Cedole & dividendi: ● “Inflation”, lasciateli stare ● Rand, questi i migliori bond ● Nuove emissioni ● 5 azioni regine di utili


Questo report viene pubblicato ogni mercoledì, con aggiornamenti infrasettimanali in presenza di notizie di rilievo

BOND

Dopo aver analizzato la scorsa settimana la situazione dei Cct in confronto ai bond a tasso fisso, proseguiamo oggi con un parallelo fra titoli “inflation linked” (più precisamente emessi dallo Stato Italiano) e Btp. E’ il momento di rientrare alla grande sulla prima categoria di obbligazioni? La risposta è negativa, poiché al momento attuale Btp€i (indicizzati all’inflazione europea) e Btp Italia (indicizzati a quella di casa nostra) rendono decisamente meno dei “colleghi” a cedola costante. Con previsioni di rialzo del costo della vita per il 2016, nell’area euro, dello 0,20% e in Italia – nel migliore dei casi – fermo allo 0%, è evidente che l’“appeal” resta molto basso. Attenzione però: per gli “inflation” occorre valutare due tipi di rendimenti:

Btp 3,75% scad. 2021 (Isin IT0004009673): yield 0,08%

Btp€I 2,1% scad. 2021 (Isin IT0004604671): yield -0,10% (con infl. swap 0,54%)

Btp Italia 1,25% scad. 2020 (Isin IT0005058919): yield -0,16% (con infl. swap 0,57%)

E’ evidente come in questo momento l’inflazione non paghi; lo dimostra il fatto che perfino un calcolo dei rendimenti parametrati alle previsioni di “inflation” media futura – mediante gli strumenti finanziari conosciuti come “swap” – attesta un valore di poco superiore allo 0,50%, del tutto risibile. Se ci si allunga nelle scadenze e si va verso il 2030 la situazione risulta ancora peggiore, con un divario fra Btp e Btp€i che si allarga.

In sintesi: l’inflazione costa a chi investe e la sintesi porta a valutare piuttosto il posizionamento su dei tassi variabili, visto che presumibilmente sarà la politica monetaria ad anticipare quella inflattiva. Per ora sono comunque ragionamenti da teorici: la realtà dice che scegliere strade alternative ai tassi fissi – pur con i movimenti quasi irrazionali delle ultime due settimane – non conviene. Tutto il resto conta poco.

» **DATI ESTRATTI**:
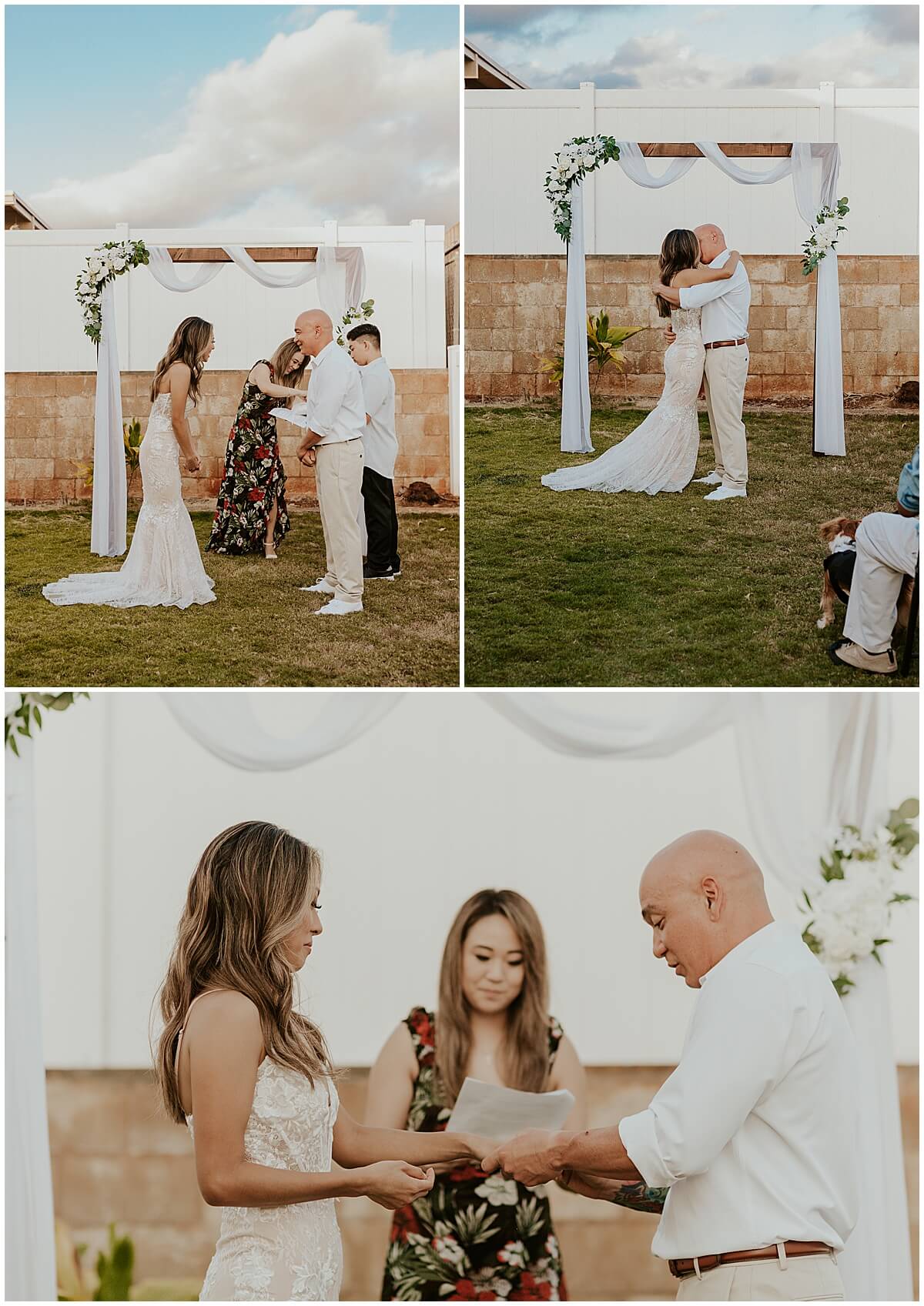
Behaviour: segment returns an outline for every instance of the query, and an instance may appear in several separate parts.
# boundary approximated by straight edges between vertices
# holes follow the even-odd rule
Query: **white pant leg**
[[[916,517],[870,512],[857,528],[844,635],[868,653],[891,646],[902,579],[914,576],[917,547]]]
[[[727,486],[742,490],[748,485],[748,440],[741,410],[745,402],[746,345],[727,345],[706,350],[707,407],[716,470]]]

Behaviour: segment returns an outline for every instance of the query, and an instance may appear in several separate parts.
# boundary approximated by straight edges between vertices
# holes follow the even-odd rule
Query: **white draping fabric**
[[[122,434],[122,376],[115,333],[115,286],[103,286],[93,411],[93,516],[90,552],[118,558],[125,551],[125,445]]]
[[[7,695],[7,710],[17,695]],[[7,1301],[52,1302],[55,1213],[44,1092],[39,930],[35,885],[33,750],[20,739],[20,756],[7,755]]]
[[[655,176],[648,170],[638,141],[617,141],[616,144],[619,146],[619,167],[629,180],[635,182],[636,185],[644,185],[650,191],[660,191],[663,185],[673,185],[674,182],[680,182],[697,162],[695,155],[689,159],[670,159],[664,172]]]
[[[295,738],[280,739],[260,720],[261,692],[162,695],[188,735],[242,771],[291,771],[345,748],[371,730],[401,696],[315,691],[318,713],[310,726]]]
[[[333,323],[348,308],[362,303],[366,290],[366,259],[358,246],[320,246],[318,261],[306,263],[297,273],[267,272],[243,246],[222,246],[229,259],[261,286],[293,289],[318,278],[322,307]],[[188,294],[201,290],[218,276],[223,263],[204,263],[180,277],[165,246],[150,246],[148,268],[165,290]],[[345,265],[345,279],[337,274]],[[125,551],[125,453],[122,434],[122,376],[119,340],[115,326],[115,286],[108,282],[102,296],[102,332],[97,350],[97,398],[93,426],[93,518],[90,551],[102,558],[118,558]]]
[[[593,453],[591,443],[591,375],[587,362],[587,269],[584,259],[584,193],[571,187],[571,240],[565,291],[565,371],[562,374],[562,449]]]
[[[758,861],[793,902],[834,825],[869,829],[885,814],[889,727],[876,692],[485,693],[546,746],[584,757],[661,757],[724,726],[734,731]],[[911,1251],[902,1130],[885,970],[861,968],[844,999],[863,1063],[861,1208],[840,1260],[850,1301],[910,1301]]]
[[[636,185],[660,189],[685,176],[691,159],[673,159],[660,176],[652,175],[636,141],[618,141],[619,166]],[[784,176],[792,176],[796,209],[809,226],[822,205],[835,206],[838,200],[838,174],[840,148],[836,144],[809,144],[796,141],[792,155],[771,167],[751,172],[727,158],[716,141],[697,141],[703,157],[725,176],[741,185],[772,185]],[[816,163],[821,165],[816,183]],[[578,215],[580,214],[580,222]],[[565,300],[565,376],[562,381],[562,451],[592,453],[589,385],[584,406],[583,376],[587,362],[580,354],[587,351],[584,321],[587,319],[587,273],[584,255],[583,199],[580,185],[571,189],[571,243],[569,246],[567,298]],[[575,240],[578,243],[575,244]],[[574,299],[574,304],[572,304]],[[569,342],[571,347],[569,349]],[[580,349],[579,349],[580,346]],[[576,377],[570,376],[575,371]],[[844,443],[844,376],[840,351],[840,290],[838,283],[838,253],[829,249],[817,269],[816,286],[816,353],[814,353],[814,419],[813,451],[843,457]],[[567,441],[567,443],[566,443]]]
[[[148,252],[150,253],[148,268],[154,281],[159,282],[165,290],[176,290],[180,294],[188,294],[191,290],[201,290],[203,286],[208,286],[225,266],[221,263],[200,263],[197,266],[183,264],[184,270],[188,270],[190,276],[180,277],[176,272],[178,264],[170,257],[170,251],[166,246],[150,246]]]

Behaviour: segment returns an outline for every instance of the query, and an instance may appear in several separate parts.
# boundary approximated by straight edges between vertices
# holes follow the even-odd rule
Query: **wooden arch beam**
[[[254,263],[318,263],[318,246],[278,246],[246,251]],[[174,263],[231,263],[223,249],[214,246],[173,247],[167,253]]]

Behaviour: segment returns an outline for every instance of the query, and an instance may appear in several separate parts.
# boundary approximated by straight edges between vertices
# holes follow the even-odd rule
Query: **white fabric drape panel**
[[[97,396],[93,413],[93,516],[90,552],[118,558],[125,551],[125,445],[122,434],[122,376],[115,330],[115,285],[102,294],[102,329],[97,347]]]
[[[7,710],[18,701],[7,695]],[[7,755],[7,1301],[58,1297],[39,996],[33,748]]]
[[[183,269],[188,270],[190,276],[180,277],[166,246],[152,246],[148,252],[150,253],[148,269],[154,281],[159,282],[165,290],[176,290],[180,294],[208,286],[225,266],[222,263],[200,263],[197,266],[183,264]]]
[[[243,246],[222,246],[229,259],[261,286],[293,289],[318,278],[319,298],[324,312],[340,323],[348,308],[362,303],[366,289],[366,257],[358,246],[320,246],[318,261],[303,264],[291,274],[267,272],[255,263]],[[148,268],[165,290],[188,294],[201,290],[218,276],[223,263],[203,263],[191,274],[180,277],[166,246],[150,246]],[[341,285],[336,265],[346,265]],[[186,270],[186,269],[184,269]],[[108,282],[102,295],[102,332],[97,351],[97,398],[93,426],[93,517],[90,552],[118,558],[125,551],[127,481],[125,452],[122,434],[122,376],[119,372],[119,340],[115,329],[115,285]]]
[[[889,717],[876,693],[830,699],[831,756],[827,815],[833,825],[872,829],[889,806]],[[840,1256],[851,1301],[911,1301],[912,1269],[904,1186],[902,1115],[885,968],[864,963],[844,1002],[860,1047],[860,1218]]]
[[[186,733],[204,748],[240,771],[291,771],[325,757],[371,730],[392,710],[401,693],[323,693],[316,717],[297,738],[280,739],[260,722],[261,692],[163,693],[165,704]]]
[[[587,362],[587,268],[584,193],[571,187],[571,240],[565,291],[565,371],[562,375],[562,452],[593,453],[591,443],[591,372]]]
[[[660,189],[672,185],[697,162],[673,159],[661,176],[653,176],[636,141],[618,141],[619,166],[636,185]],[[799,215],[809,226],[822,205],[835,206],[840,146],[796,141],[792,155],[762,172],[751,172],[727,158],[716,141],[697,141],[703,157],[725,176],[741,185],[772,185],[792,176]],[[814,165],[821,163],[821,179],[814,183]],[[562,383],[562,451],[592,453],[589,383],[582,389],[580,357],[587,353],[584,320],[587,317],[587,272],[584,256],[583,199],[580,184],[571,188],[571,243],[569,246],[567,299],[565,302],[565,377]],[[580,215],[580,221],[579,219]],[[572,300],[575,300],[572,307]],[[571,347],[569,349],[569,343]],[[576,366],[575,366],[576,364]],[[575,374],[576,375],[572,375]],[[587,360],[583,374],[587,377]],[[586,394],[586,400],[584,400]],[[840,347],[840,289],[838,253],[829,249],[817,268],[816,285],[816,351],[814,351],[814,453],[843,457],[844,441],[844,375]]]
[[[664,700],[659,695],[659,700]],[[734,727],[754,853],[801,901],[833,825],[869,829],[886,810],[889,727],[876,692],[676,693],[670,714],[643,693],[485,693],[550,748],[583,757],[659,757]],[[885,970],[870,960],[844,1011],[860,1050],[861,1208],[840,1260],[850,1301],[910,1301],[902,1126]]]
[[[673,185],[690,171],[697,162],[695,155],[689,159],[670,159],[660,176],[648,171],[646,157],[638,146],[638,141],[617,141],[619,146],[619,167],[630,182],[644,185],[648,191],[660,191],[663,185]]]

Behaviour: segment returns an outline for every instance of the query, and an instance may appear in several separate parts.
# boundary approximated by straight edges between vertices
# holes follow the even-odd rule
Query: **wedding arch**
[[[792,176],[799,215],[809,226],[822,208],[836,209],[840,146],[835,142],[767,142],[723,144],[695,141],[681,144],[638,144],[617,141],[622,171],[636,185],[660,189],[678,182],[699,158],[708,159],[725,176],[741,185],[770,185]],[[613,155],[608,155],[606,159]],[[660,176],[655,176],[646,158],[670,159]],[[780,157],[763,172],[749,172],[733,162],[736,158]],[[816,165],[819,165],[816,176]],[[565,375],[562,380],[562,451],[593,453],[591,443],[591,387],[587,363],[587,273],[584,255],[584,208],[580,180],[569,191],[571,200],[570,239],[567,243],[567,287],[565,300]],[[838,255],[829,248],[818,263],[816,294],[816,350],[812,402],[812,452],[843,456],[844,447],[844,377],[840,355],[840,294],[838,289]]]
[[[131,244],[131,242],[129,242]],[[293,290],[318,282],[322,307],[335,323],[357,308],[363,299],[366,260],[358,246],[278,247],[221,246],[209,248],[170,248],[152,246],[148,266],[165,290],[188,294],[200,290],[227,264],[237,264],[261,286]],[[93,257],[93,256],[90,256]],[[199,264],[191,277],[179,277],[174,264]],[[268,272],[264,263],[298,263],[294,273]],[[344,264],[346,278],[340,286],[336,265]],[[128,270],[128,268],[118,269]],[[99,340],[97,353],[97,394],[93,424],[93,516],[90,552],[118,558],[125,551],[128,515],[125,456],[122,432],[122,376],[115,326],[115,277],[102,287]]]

» **OBIETTIVO 1**: Riporta parola per parola il brano del testo sui titoli indicizzati all'inflazione che comincia con "In sintesi: l’inflazione" e termina con "resto conta poco.".
» **OBIETTIVO 2**: Per favore, riscrivi come lista numerata le righe dell'elenco che vanno dal suo inizio fino alla riga con "Query: **white pant leg**", inclusa. Tralascia le righe vuote e non riportare le immagini.
L'elenco non ha alcun legame con il testo sui titoli indicizzati all'inflazione.

» **RISULTATO COMPLETO 1**:
In sintesi: l’inflazione costa a chi investe e la sintesi porta a valutare piuttosto il posizionamento su dei tassi variabili, visto che presumibilmente sarà la politica monetaria ad anticipare quella inflattiva. Per ora sono comunque ragionamenti da teorici: la realtà dice che scegliere strade alternative ai tassi fissi – pur con i movimenti quasi irrazionali delle ultime due settimane – non conviene. Tutto il resto conta poco.

» **RISULTATO COMPLETO 2**:
1. Behaviour: segment returns an outline for every instance of the query, and an instance may appear in several separate parts.
2. # boundary approximated by straight edges between vertices
3. # holes follow the even-odd rule
4. Query: **white pant leg**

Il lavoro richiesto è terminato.